▶ EXERCICE COURT:
Citez mot pour mot le passage de l'article sur le pilote suédois à la fausse licence, depuis les mots « L’histoire ressemble comme » jusqu'aux mots « sa carrière. Définitivement. » inclus.

▶ TEXTE SOURCE:
Un pilote suédois qui volait depuis treize ans en utilisant une fausse licence, a été arrêté mardi à l’aéroport d’Amsterdam-Schiphol alors qu’il allait s’envoler pour Ankara avec 101 passager à bord de son avion.
L’histoire ressemble comme deux gouttes d’eau au film de Steven Spielberg, Arrête-moi si tu peux. Ce blockbuster, sorti en 2002, relatait l’histoire de Frank Abagnale Jr, un petit escroc débrouillard joué par Leonardo DiCaprio qui, pour arriver à ses fins, revêtait des identités aussi diverses que celles de médecin, de professeur d’université ou encore de pilote de ligne. Un film salué par la critique… et qui a bien dû faire rire Thomas Salme. Depuis treize ans, ce Suédois de 41 ans joue au commandant de bord et totaliserait 10.000 heures de vol… sans licence. Mardi, peu avant 20 heures et après deux ans de traque, les policiers de l’aéroport d’Amsterdam-Schiphol ont mis fin à sa carrière. Définitivement.

▶ LIGNES DE DONNÉES:

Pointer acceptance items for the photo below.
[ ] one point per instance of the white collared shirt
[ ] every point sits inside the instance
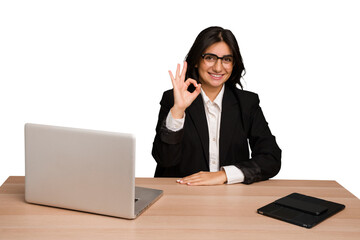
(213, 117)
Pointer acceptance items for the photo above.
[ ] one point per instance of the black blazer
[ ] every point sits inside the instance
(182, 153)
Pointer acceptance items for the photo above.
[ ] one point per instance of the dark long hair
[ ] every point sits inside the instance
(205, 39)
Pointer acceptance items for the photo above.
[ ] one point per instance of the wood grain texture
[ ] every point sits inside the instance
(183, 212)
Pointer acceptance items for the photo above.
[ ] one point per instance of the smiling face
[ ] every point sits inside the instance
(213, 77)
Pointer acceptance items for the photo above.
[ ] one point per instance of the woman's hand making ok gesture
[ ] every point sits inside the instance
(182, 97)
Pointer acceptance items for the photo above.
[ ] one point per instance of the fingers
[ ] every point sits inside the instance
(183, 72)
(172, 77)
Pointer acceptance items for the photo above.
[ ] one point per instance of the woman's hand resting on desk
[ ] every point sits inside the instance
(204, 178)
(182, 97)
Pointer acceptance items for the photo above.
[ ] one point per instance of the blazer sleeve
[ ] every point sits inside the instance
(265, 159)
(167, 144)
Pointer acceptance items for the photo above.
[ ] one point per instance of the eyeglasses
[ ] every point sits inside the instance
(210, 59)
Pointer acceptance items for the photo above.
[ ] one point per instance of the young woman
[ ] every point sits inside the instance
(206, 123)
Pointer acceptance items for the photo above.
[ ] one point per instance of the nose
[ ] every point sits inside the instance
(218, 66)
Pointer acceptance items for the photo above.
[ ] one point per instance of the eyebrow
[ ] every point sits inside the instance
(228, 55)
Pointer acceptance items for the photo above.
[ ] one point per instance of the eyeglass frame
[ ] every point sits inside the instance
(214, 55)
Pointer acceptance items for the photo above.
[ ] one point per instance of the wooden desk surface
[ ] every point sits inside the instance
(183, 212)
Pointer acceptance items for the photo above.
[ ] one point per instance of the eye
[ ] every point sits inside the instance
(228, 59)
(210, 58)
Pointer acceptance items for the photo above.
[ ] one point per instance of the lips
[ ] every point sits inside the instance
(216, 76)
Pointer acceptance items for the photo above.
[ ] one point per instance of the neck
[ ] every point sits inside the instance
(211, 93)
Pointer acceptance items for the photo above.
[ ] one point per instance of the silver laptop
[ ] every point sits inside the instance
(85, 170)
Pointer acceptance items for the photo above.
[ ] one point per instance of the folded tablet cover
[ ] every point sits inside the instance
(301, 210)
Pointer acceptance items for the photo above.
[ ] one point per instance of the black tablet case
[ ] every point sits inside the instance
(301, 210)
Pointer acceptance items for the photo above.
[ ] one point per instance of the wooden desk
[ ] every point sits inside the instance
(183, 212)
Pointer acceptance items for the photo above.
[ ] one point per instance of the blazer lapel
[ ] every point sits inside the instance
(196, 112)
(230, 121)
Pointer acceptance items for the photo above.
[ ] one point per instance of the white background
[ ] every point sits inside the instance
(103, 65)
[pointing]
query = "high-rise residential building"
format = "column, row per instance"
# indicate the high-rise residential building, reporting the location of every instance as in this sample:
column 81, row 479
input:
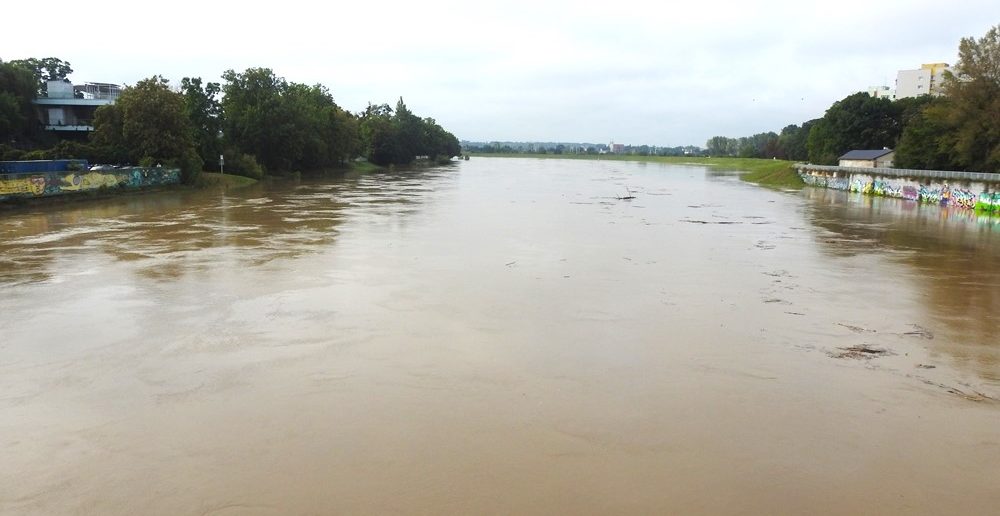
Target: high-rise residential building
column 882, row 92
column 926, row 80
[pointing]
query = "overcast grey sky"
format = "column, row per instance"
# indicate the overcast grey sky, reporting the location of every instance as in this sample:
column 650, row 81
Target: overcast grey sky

▶ RÉSULTAT ATTENDU:
L’histoire ressemble comme deux gouttes d’eau au film de Steven Spielberg, Arrête-moi si tu peux. Ce blockbuster, sorti en 2002, relatait l’histoire de Frank Abagnale Jr, un petit escroc débrouillard joué par Leonardo DiCaprio qui, pour arriver à ses fins, revêtait des identités aussi diverses que celles de médecin, de professeur d’université ou encore de pilote de ligne. Un film salué par la critique… et qui a bien dû faire rire Thomas Salme. Depuis treize ans, ce Suédois de 41 ans joue au commandant de bord et totaliserait 10.000 heures de vol… sans licence. Mardi, peu avant 20 heures et après deux ans de traque, les policiers de l’aéroport d’Amsterdam-Schiphol ont mis fin à sa carrière. Définitivement.